EXERCISE INSTRUCTIONS » Please set down all the lines beneath this one exactly, without the pictures.

Image object location entries »
_ _ _ _
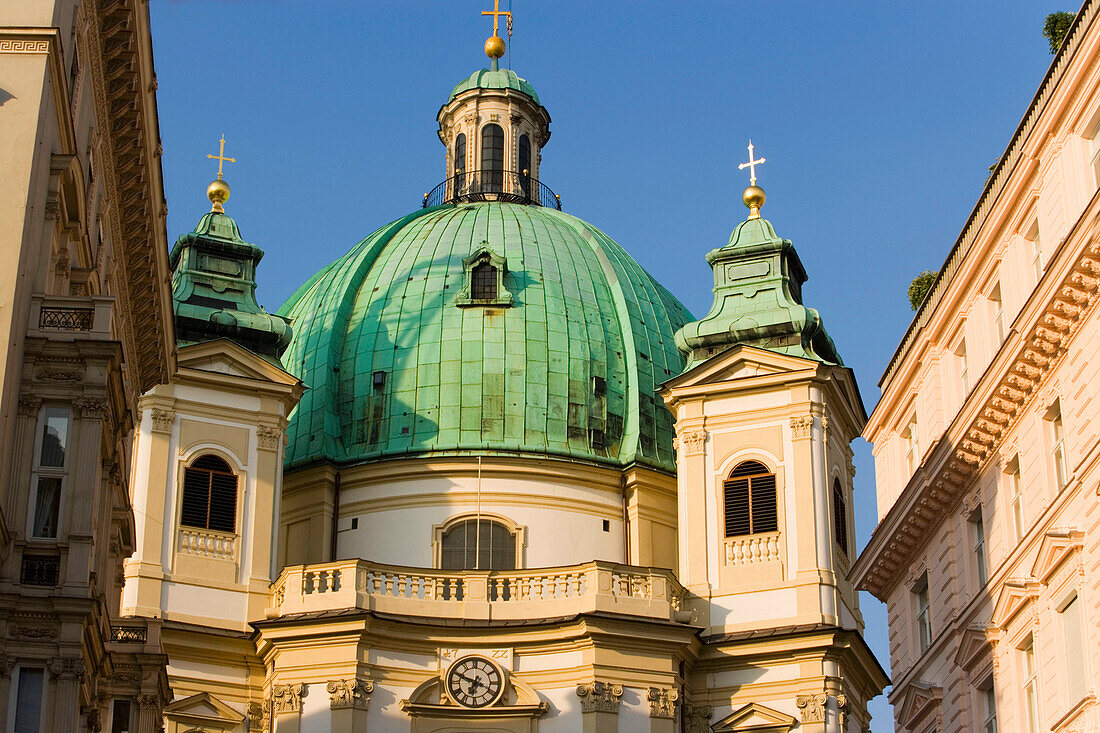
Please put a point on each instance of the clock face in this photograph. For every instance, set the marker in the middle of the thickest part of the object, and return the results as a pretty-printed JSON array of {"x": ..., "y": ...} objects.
[{"x": 474, "y": 681}]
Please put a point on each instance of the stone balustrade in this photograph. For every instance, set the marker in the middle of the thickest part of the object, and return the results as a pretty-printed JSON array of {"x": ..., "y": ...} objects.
[
  {"x": 208, "y": 543},
  {"x": 497, "y": 594},
  {"x": 750, "y": 549}
]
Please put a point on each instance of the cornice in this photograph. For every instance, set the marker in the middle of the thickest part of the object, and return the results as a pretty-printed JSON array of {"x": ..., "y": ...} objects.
[{"x": 971, "y": 442}]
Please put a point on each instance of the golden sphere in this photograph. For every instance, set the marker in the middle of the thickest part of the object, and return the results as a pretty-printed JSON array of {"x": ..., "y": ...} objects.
[
  {"x": 754, "y": 197},
  {"x": 218, "y": 192},
  {"x": 494, "y": 46}
]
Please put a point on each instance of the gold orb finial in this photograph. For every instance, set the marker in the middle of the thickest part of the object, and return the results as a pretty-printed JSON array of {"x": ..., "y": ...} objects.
[
  {"x": 754, "y": 198},
  {"x": 494, "y": 46},
  {"x": 218, "y": 193}
]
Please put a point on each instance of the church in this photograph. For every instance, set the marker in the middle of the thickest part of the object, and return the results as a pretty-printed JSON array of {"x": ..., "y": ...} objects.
[{"x": 482, "y": 472}]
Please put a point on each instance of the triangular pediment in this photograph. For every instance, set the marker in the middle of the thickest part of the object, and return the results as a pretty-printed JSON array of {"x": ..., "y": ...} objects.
[
  {"x": 228, "y": 358},
  {"x": 756, "y": 719},
  {"x": 917, "y": 703},
  {"x": 1015, "y": 594},
  {"x": 1057, "y": 546},
  {"x": 974, "y": 647},
  {"x": 204, "y": 710}
]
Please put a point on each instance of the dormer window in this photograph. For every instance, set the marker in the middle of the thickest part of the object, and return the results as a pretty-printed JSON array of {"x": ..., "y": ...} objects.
[{"x": 484, "y": 286}]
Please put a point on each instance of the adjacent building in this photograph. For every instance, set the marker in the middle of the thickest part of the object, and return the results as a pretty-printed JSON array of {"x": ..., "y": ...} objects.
[
  {"x": 85, "y": 329},
  {"x": 986, "y": 441}
]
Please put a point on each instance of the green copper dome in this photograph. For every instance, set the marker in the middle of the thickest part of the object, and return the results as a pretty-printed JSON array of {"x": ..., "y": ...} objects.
[
  {"x": 404, "y": 354},
  {"x": 503, "y": 78}
]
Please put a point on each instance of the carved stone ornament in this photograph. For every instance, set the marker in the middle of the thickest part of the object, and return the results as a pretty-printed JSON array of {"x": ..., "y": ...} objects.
[
  {"x": 287, "y": 698},
  {"x": 693, "y": 441},
  {"x": 600, "y": 697},
  {"x": 91, "y": 408},
  {"x": 812, "y": 707},
  {"x": 662, "y": 703},
  {"x": 268, "y": 438},
  {"x": 162, "y": 419},
  {"x": 29, "y": 405},
  {"x": 800, "y": 426},
  {"x": 349, "y": 693}
]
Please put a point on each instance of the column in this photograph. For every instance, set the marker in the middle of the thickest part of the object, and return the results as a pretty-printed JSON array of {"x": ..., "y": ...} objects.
[
  {"x": 66, "y": 674},
  {"x": 349, "y": 699},
  {"x": 600, "y": 703},
  {"x": 286, "y": 706},
  {"x": 662, "y": 710}
]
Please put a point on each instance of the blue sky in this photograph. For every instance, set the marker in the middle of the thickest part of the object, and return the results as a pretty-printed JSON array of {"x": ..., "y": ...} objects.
[{"x": 879, "y": 121}]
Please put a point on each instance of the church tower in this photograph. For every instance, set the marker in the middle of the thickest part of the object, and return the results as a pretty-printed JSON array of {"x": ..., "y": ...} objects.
[
  {"x": 765, "y": 414},
  {"x": 208, "y": 472}
]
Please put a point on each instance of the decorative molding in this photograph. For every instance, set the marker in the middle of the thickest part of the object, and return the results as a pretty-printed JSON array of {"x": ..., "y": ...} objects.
_ _ _ _
THE RESULT »
Please put a point on each instance of the clock face in this photograph. For every instance, set the marker in the middle of the thickest part of the object, and return the results as a pretty-printed JSON array of {"x": ..., "y": ...} objects.
[{"x": 474, "y": 681}]
Please put a point on each instance of the stone balustrade in this photograph. For every instance, set the marker in the middle of the thickest part of the object, and return the results as a pretty-printed JSON array of {"x": ..., "y": ...} objects.
[
  {"x": 208, "y": 543},
  {"x": 497, "y": 594},
  {"x": 750, "y": 549}
]
Please put a point on each instance of the cornice in this photograph. For every instance, set the marker in the middle of the thickest part of the object, and return the results as a pretty-printed JSON array of {"x": ..., "y": ...} objects.
[{"x": 971, "y": 442}]
Please put a point on each instance of the golden sphere in this photograph. For every instance, set the marker in the middle of the thickest part of the object, and return the results as a pretty-printed JSON array of {"x": ..., "y": ...} objects.
[
  {"x": 754, "y": 197},
  {"x": 218, "y": 192},
  {"x": 494, "y": 46}
]
Please put a point on each instance of the gold orb finial in this photograph. For every instance, set the marker in the middle of the thickest part of the object, and return the results as a pretty-printed JSON array of {"x": ..., "y": ...} objects.
[
  {"x": 754, "y": 198},
  {"x": 494, "y": 46},
  {"x": 218, "y": 193}
]
Please put a point on each instance of the church in this photograph. For every instance, set the marker in the middle of the thickest part of the object, and return the results as a pretty-printed JSON array of {"x": ..., "y": ...} objects.
[{"x": 482, "y": 472}]
Please put a point on each instance of the triangular pediment in this photograph. For every instance, set the marker in the middle of the thickest part of the object, and return the results as a pretty-printed JSON array of {"x": ..., "y": ...} objects.
[
  {"x": 228, "y": 358},
  {"x": 756, "y": 719},
  {"x": 917, "y": 703},
  {"x": 1015, "y": 594},
  {"x": 1057, "y": 546},
  {"x": 974, "y": 647},
  {"x": 204, "y": 710}
]
Please put a point on each instance of the dormer window in this photograph. For every instance, set the marker in the middle of the thickest part of the object, and return the results as a pretty-printed JSON array of {"x": ..., "y": ...} objects.
[{"x": 484, "y": 286}]
Please put a point on each instance of the adjacent building in this photograph. For every instance, set the marker in the middle of the thickest part of the object, and return the results as a pretty-printed JSON array of {"x": ..., "y": ...} objects.
[
  {"x": 85, "y": 329},
  {"x": 986, "y": 441}
]
Please put a point on each instance of the green copper dome in this photograph. For every instance, set the marker in the middle of the thickest part of the object, and return the results as a pretty-printed JSON array of {"x": ..., "y": ...} objects.
[
  {"x": 404, "y": 354},
  {"x": 503, "y": 78}
]
Please put a point on each instance of the carved stone ornament in this photograph. For every instance, set the marker in the middle of the thickest part of the object, and return the results as a pretty-printed JSON array of {"x": ..., "y": ...} objects.
[
  {"x": 287, "y": 698},
  {"x": 693, "y": 441},
  {"x": 600, "y": 697},
  {"x": 91, "y": 408},
  {"x": 812, "y": 707},
  {"x": 662, "y": 703},
  {"x": 268, "y": 438},
  {"x": 162, "y": 419},
  {"x": 29, "y": 405},
  {"x": 800, "y": 426},
  {"x": 349, "y": 693}
]
Please put a point on each instance of the column in this photograph. For every instance, set the marker in the middle of the thickest part of the object, and return the results as a pretty-printed JSON array of {"x": ..., "y": ...} objects.
[
  {"x": 66, "y": 674},
  {"x": 349, "y": 699},
  {"x": 600, "y": 703},
  {"x": 286, "y": 706},
  {"x": 662, "y": 710}
]
Please put a point on each instance of the blue sky in this photograph. For every instance, set the marker in the middle of the thickest part of the object, and return the results as a pretty-printed JSON array of {"x": ..., "y": ...} objects.
[{"x": 879, "y": 121}]
Please put a point on each instance of the church tower in this photograph. For every instance, set the marker in the middle of the thickest part of the object, and return the results as a pretty-printed JSON array of {"x": ..., "y": ...} objects.
[
  {"x": 765, "y": 414},
  {"x": 208, "y": 472}
]
Please put a point on each instance of the decorative molding in this photograph. For every instance, set the marker in the middle of the thickest part of the object, and return the results as a pretty-printed JSON array of {"x": ..., "y": ...} objects.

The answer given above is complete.